[[ GIVEN INFORMATION, beginning ]]
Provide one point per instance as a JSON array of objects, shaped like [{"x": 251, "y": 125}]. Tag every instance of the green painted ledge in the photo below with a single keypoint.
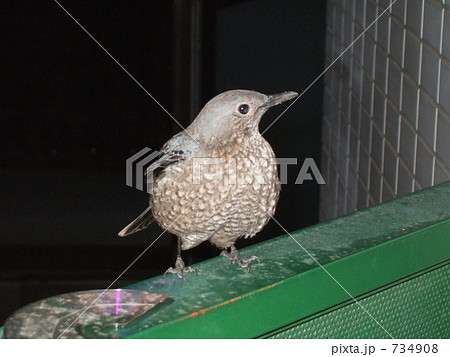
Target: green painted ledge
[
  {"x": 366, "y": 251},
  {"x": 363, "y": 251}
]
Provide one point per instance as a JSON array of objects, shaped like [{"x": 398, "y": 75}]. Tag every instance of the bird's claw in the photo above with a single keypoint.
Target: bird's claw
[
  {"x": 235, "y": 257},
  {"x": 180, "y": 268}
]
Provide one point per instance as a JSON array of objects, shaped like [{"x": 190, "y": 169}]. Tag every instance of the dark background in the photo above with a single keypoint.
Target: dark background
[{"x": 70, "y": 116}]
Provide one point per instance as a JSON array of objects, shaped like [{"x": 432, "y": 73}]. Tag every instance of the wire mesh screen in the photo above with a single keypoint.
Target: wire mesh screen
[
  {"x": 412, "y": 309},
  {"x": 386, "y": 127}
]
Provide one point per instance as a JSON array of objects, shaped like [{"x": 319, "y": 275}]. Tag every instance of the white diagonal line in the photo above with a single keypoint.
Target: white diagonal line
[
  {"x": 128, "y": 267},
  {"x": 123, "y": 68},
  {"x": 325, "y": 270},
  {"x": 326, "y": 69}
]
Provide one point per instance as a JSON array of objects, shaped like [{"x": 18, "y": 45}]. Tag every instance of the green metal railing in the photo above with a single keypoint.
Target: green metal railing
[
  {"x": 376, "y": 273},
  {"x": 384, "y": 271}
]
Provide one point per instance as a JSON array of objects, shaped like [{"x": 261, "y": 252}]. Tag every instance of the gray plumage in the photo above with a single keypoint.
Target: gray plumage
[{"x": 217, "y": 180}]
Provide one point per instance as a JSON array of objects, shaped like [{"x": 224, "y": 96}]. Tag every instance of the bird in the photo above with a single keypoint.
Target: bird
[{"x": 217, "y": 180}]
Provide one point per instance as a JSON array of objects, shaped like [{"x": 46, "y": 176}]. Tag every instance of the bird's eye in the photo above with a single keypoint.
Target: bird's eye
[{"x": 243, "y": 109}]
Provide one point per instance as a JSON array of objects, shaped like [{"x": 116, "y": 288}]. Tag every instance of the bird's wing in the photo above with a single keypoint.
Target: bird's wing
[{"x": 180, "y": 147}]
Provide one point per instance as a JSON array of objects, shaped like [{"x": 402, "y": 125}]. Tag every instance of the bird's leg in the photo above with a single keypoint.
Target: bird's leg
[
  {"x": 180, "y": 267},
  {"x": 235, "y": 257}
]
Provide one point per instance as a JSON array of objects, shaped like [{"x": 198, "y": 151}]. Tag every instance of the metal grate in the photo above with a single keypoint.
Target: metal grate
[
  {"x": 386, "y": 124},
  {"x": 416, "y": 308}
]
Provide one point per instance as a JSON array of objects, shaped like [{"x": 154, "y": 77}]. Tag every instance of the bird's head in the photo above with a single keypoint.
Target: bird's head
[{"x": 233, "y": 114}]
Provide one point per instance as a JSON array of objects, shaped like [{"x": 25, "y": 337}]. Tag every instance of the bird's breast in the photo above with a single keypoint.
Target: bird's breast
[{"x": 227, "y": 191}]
[[ GIVEN INFORMATION, end ]]
§ EXERCISE DETAILS:
Write out exactly the lines from the line with "the bird's breast" to the close of the listing above, including both of those lines.

§ RESULT:
Provide one point per instance as a JSON array of objects, shaped like [{"x": 25, "y": 337}]. Tag every instance of the bird's breast in the photo above with a single keypoint.
Target: bird's breast
[{"x": 227, "y": 191}]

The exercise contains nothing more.